Records from a dataset
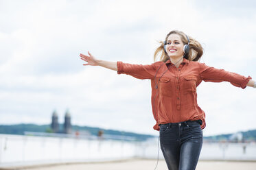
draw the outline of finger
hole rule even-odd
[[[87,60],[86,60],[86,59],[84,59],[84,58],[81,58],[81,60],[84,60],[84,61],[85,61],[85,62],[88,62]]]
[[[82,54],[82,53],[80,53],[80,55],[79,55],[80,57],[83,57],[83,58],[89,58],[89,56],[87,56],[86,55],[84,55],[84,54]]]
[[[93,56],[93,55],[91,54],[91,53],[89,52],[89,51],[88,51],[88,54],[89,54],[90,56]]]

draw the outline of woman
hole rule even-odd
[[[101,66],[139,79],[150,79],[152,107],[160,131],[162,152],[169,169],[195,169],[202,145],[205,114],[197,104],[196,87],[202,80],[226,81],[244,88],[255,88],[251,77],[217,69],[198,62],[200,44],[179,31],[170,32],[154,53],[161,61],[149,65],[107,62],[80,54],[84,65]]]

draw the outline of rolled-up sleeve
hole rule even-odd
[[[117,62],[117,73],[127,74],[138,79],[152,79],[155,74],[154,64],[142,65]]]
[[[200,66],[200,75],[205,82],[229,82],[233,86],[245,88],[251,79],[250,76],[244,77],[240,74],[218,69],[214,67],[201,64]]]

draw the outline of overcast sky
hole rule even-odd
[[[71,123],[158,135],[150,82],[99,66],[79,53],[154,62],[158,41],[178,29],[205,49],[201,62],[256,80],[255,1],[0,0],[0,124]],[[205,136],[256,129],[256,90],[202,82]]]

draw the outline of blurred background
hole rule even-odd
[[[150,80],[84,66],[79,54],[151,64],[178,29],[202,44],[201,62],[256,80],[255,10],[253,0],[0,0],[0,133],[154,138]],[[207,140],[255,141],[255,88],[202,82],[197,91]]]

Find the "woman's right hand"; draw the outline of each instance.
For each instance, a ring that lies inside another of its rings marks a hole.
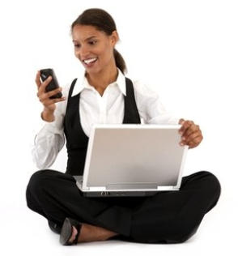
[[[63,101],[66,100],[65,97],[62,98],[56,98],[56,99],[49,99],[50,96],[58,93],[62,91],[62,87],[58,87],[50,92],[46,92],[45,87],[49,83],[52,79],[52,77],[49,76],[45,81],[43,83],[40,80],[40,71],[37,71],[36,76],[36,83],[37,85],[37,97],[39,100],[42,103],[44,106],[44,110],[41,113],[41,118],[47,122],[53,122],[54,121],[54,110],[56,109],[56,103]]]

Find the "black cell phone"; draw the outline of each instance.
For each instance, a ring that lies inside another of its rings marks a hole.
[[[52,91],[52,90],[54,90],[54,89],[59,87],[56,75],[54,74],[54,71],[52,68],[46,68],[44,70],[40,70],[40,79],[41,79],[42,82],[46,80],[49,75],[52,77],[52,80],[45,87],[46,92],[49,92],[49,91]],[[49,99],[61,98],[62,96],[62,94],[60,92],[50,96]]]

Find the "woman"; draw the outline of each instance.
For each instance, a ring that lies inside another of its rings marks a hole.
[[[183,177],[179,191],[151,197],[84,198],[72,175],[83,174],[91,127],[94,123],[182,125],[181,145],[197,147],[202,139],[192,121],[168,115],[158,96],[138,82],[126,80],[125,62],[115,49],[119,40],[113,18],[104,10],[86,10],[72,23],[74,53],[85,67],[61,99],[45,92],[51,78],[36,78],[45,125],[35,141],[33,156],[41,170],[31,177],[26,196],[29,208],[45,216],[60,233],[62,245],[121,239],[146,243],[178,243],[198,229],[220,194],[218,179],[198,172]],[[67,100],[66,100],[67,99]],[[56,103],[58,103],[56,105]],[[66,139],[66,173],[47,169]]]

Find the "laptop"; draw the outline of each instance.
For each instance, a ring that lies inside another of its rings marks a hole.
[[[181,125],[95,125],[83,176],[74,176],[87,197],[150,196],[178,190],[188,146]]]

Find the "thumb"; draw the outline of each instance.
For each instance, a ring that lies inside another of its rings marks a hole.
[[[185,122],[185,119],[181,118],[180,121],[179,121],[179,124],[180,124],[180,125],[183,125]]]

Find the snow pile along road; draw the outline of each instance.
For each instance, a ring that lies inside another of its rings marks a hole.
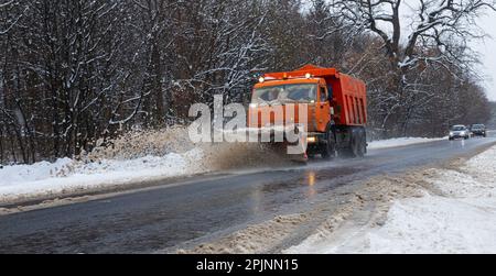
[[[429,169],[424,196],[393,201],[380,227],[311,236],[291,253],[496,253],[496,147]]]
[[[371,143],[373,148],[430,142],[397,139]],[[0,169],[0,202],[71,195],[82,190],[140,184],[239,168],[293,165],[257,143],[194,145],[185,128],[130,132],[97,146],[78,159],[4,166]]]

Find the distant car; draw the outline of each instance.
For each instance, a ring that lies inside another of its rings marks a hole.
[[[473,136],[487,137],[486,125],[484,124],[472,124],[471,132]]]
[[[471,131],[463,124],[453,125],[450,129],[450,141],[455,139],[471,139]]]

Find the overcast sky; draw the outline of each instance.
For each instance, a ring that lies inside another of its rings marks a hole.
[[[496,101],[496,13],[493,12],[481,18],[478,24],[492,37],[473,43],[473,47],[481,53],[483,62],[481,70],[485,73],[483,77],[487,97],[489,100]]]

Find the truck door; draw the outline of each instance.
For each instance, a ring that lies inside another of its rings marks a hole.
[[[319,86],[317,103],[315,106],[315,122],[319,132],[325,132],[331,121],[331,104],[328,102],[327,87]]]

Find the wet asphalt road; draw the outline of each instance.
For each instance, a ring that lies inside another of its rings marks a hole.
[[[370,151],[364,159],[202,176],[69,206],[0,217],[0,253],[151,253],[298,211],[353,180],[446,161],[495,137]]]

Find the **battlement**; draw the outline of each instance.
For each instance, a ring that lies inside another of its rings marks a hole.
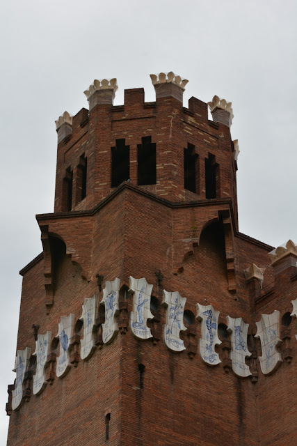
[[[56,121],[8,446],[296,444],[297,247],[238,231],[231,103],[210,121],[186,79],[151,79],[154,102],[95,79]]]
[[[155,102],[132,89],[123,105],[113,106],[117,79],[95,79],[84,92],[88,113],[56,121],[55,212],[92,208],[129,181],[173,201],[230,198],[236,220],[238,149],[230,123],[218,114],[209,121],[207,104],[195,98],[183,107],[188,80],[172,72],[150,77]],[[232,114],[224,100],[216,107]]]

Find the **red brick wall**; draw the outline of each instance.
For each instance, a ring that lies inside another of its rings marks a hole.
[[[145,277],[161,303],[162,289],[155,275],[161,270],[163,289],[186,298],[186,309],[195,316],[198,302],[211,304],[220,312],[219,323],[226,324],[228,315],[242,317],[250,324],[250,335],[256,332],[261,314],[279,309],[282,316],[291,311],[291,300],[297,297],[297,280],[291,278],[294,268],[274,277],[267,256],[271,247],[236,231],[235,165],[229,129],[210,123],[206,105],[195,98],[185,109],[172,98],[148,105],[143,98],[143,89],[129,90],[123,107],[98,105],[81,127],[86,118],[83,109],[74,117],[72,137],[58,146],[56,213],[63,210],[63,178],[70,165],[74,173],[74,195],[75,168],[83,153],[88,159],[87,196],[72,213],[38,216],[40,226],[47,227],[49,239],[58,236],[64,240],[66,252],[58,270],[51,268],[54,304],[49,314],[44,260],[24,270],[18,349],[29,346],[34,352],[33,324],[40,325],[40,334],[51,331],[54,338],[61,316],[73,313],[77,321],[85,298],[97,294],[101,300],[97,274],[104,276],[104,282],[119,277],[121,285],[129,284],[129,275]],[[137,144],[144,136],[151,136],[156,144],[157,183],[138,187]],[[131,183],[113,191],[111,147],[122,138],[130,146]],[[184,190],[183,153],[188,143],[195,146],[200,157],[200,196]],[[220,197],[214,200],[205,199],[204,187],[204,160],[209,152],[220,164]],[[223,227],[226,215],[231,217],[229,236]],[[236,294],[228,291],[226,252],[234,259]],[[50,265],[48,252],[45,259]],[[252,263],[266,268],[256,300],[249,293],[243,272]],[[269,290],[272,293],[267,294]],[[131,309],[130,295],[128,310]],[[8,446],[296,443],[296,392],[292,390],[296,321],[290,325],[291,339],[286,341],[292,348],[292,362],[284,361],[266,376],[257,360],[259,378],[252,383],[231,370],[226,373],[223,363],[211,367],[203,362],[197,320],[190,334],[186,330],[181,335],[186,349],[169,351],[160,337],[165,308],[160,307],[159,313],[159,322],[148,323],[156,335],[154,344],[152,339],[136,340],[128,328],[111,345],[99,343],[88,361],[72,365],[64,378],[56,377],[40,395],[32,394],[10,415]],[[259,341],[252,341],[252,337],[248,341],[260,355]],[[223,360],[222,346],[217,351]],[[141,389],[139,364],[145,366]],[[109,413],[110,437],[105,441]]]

→ What is expected:
Please pull out each line of the material above that contains the string "Find", treating uppercase and lowercase letters as different.

→ Full solution:
Find the "woman's right hand"; draw the outline of each instance.
Find the "black cell phone"; draw the outline of each instance.
Find the "woman"; draw the outline of each instance.
Find the "laptop"; draw the outline of each instance.
Find the "thumb"; draw the outline of each instance.
Find the snow pile along road; draw the outline of each instance.
Find the distant car; draw the outline of each instance.
Find the overcast sky; draw the outline of each instance.
Find the truck door; draw the outline of each instance.
Find the wet asphalt road; draw the outline of each instance.
Find the **battlement**; draw the outline of each instance.
Find the **red brick wall**; draw the outline of each instance.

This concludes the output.